Exercise
Could you copy the whole listing below exactly as written?

[[ Data for this task, beginning ]]

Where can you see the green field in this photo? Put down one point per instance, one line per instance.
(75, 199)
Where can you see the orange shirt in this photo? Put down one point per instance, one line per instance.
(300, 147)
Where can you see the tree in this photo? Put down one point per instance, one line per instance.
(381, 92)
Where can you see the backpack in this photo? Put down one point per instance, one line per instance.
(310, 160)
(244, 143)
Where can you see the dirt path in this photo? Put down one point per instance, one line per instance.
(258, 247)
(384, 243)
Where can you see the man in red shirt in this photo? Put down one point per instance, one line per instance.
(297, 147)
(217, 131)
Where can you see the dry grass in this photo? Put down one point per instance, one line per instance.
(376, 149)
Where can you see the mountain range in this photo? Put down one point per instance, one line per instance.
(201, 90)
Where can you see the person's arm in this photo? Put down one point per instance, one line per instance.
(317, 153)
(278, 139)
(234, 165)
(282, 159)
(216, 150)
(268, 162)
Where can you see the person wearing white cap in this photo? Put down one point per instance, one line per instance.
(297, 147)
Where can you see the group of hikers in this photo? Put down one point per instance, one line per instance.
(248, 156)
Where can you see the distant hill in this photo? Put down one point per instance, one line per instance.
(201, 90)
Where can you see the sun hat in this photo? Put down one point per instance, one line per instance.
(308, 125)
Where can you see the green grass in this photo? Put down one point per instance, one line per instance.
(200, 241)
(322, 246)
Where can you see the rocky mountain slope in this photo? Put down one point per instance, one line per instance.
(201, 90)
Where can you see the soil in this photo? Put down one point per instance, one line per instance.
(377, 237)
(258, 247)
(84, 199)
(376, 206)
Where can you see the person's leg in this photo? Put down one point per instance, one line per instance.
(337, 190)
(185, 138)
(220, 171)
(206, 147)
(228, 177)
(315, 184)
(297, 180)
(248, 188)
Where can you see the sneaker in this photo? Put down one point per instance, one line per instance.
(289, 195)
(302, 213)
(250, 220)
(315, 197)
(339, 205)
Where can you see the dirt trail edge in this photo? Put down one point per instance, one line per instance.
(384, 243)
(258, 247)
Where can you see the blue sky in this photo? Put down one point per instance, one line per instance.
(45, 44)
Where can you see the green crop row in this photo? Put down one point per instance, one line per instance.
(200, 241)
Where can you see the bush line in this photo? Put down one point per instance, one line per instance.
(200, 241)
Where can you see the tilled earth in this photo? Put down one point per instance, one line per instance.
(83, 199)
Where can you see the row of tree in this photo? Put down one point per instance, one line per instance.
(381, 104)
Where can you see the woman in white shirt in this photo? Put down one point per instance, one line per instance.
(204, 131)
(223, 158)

[[ Data for this task, end ]]

Output
Where can you see the green field in this photo? Put down one point per instance, one line per instance.
(75, 199)
Where can you see the orange shirt in this photo? Put down one point per instance, one line per instance.
(300, 147)
Where can you see the tree in this photo? Put down one point per instance, one line per instance.
(381, 92)
Where can you see the backpack in this photo? Put down one point per instance, one line per instance.
(310, 160)
(244, 143)
Where can you see the dirt path in this photo? Put down one point per instance, one line per instance.
(258, 247)
(384, 243)
Where can you see the man in red shirt in this photo? Put down one point per instance, one line per instance.
(297, 147)
(217, 131)
Where can you see the dry grass in this photo? Put down one point per instance, one line per instance.
(376, 149)
Where can you see the mountain range in this photo? Put down one point per instance, one line per instance.
(201, 90)
Where can you see the person's arm in this photo? Put down one point per instance, one line per instance.
(317, 153)
(278, 139)
(234, 165)
(282, 159)
(216, 150)
(268, 162)
Where can you see the person wearing white cap in this photo? Put down one point per instance, one line per instance.
(297, 147)
Where can you see the group of hikers in this photo? Put down one point per instance, one line per instance.
(248, 156)
Where can you see the distant hill in this photo? Put down one point per instance, one line per instance.
(201, 90)
Where can you see the sun hat in this photo? Put down one point per instance, one line per instance.
(308, 125)
Where can you see the green grass in this photo? Put down one point per instance, one line per instance.
(200, 241)
(322, 246)
Where can you see the rocky mountain slope in this photo? Put down one point per instance, one line per instance.
(201, 90)
Where can you see the soil in this photo? Put down one point per instance, one line per instance.
(377, 237)
(258, 247)
(84, 199)
(376, 206)
Where can you see the person's leg in this photo? Put down one point per instance, one line per instance.
(337, 190)
(185, 138)
(220, 171)
(206, 147)
(228, 177)
(315, 184)
(297, 180)
(248, 188)
Where can you see the sneaker in this photo? Put down one point per instance, one line per instance.
(289, 195)
(302, 213)
(250, 220)
(315, 197)
(339, 205)
Where can you see the dirt trail edge in this photo? Put down one point per instance, one line per instance.
(384, 243)
(258, 247)
Where can you see the blue sky in this photo? Put down one point per instance, one line per instance.
(45, 44)
Where can you see the green crop row in this photo? Put down one point per instance, one line per instance.
(200, 241)
Where can you see the bush line in this photo? Put down one point per instance, one line per instance.
(200, 241)
Where can you see the tilled earth in this photo? Put down one point per instance, one line per instance.
(83, 199)
Where can you see the row of tree in this photo? Put down one point per instance, one line per instance.
(381, 104)
Where can you see the woman in white shirt in this photo? Put down one point per instance, one line per instance.
(204, 131)
(223, 158)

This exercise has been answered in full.